### Text section
--- BEGIN ---

Compute secondary sub-registers.

The sub-registers explicitly listed in SubRegs in the .td files form a
tree. In a complicated register bank, it is possible to have
sub-register relationships across sub-trees. For example, the ARM NEON
double vector Q0_Q1 is a tree:

  Q0_Q1 = [Q0, Q1],  Q0 = [D0, D1], Q1 = [D2, D3]

But we also define the DPair register D1_D2 = [D1, D2] which is fully
contained in Q0_Q1.

This patch teaches TableGen to find such sub-register relationships, and
assign sub-register indices to them. In the example, TableGen will
create a dsub_1_dsub_2 sub-register index, and add D1_D2 as a
sub-register of Q0_Q1.

This will eventually enable the coalescer to handle copies of skewed
sub-registers.

git-svn-id: https://llvm.org/svn/llvm-project/llvm/trunk@156587 91177308-0d34-0410-b5e6-96231b3b80d8

utils/TableGen/CodeGenRegisters.cpp

@@ -98,6 +98,14 @@ void CodeGenRegister::buildObjectGraph(CodeGenRegBank &RegBank) {
     ExplicitSubRegIndices.push_back(RegBank.getSubRegIdx(SRIs[i]));
     ExplicitSubRegs.push_back(RegBank.getReg(SRs[i]));
   }
+
+  // Also compute leading super-registers. Each register has a list of
+  // covered-by-subregs super-registers where it appears as the first explicit
+  // sub-register.
+  //
+  // This is used by computeSecondarySubRegs() to find candidates.
+  if (CoveredBySubRegs && !ExplicitSubRegs.empty())
+    ExplicitSubRegs.front()->LeadingSuperRegs.push_back(this);
 }
 
 const std::string &CodeGenRegister::getName() const {
@@ -332,6 +340,24 @@ CodeGenRegister::computeSubRegs(CodeGenRegBank &RegBank) {
     SubReg2Idx.insert(std::make_pair(SI->second, SI->first));
   }
 
+  // Derive possible names for sub-register concatenations from any explicit
+  // sub-registers. By doing this before computeSecondarySubRegs(), we ensure
+  // that getConcatSubRegIndex() won't invent any concatenated indices that the
+  // user already specified.

--- END ---

### What to work on
• A. Check each statement against the TableGen patch and mark it yes or no, quoting the words that decide it: (i) the DPair register D1_D2 is fully contained in Q0_Q1; (ii) in the example, TableGen creates a dsub_0_dsub_1 sub-register index; (iii) leading super-registers are used by computeSubRegs() to find candidates.
• B. Return word for word the passage of the TableGen patch that begins with the words containing "The sub-registers explicitly" and ends with "contained in Q0_Q1.".

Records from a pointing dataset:
--- BEGIN ---

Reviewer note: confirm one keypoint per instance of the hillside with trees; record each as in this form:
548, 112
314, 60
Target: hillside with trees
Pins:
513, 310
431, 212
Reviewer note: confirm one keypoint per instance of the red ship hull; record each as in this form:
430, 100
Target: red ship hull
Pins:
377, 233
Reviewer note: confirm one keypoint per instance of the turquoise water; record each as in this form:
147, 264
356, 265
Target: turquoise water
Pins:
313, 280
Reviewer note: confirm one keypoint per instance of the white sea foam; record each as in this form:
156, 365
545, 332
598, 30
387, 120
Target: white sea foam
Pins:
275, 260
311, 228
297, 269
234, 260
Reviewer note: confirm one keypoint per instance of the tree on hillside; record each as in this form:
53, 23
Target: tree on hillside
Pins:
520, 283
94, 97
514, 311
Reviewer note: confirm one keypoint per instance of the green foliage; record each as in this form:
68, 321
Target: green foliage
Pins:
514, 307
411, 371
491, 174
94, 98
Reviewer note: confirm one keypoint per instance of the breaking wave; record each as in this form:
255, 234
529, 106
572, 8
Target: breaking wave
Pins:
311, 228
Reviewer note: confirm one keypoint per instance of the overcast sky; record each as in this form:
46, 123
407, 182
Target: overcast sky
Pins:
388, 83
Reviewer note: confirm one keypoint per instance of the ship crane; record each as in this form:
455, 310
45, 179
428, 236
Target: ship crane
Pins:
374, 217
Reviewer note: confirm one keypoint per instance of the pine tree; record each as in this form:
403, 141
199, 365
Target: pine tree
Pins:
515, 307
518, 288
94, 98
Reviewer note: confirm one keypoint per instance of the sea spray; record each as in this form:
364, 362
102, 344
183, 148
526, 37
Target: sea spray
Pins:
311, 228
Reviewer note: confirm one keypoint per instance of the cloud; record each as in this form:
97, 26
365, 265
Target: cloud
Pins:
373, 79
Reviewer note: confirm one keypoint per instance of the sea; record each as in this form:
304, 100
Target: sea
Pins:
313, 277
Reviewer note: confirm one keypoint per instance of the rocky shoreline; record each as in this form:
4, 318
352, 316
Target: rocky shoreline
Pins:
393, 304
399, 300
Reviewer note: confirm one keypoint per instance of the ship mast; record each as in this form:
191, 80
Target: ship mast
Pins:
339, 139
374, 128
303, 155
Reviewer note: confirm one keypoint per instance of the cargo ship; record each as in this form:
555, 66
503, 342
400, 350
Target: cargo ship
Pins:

--- END ---

### Response list
• A.
(i) Yes: "But we also define the DPair register D1_D2 = [D1, D2] which is fully contained in Q0_Q1."
(ii) No: "TableGen will create a dsub_1_dsub_2 sub-register index"
(iii) No: "This is used by computeSecondarySubRegs() to find candidates."

• B.
The sub-registers explicitly listed in SubRegs in the .td files form a
tree. In a complicated register bank, it is possible to have
sub-register relationships across sub-trees. For example, the ARM NEON
double vector Q0_Q1 is a tree:

  Q0_Q1 = [Q0, Q1],  Q0 = [D0, D1], Q1 = [D2, D3]

But we also define the DPair register D1_D2 = [D1, D2] which is fully
contained in Q0_Q1.